Legislators have failed to reach agreement on how to ease doctors’ high insurance costs, so the issue may go before voters for a second time.
“Neither side will give,” said Democratic Sen. Alan Bates, an Ashland physician.
Last November, voters narrowly defeated – 51 percent 49 percent – an initiative measure that would have limited so-called pain and suffering damage awards to $500,000.
A new ballot proposal is in the works that instead would cap how much money lawyers’ can make in such lawsuits.
There now is no limit on damages, and doctors say multimillion-dollar jury verdicts are causing malpractice coverage premiums to soar.
But lawmakers are reluctant to return once-defeated measures to the voters, and several proposed ballot measures to cap damages have gone nowhere in this Legislature.
So now the matter may once again be sent to the voters – but with a modification.
An initiative proposal has been filed that would cap attorney fees in medical malpractice – and other personal injury cases – at $100,000. Backers of the measure would need to collect 75,000 signatures by next July to put the proposal on the November 2006 ballot.
A damage limit in malpractice cases would require voter approval of a state constitutional amendment. That’s because the state Supreme Court in 1999 struck down a previous $500,000 cap on grounds the law violated the right to have a jury determine damages.
With the new ballot initiative, Bates said doctors instead are focusing on limiting how much of a damage award lawyers can win in malpractice cases.
Lawyers handling injury cases often work on contingency fee arrangements, getting part of a damage award – often 30 to 40 percent – if they’re successful, and nothing if they lose.
Bates said polling indicates high public support for capping lawyers’ fees, which advocates say could keep some frivolous cases from going to court.
But lawyers say fee caps could make attorneys reluctant to take the most complex and expensive cases, which can take years to litigate.

——————

*PROBLEM REQUIREMENTS*:
Transcribe the article on medical malpractice caps from "Bates said polling" up to and including "years to litigate.".

——————

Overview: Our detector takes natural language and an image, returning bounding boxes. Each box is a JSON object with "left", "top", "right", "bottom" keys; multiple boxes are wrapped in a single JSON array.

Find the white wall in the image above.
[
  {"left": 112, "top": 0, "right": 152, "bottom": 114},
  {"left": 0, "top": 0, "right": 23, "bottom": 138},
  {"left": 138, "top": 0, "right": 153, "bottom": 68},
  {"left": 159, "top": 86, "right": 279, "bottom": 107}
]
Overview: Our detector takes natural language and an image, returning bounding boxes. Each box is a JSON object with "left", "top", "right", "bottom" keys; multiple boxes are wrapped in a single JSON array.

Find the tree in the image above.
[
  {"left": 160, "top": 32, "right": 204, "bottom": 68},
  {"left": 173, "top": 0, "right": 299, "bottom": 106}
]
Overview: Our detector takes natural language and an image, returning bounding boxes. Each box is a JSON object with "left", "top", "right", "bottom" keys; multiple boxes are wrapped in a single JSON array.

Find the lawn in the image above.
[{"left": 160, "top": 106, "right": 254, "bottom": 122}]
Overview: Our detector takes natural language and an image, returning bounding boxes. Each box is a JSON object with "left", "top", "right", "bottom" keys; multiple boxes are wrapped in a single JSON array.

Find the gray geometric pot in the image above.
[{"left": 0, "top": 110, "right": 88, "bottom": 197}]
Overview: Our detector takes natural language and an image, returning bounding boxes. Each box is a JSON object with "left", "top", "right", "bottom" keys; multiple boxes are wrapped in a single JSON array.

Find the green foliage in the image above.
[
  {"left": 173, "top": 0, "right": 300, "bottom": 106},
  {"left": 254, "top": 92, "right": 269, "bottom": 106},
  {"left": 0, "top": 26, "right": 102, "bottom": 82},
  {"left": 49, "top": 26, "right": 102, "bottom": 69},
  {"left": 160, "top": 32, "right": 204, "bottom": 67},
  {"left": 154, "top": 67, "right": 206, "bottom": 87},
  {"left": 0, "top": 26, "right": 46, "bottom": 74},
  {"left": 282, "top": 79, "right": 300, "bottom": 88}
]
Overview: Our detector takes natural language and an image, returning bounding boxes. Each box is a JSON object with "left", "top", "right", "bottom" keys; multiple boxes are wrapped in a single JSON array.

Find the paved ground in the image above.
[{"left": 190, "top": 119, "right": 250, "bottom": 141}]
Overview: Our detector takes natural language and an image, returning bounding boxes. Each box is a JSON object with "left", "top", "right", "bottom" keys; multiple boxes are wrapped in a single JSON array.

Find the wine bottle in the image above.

——————

*THE ANSWER*:
Bates said polling indicates high public support for capping lawyers’ fees, which advocates say could keep some frivolous cases from going to court.
But lawyers say fee caps could make attorneys reluctant to take the most complex and expensive cases, which can take years to litigate.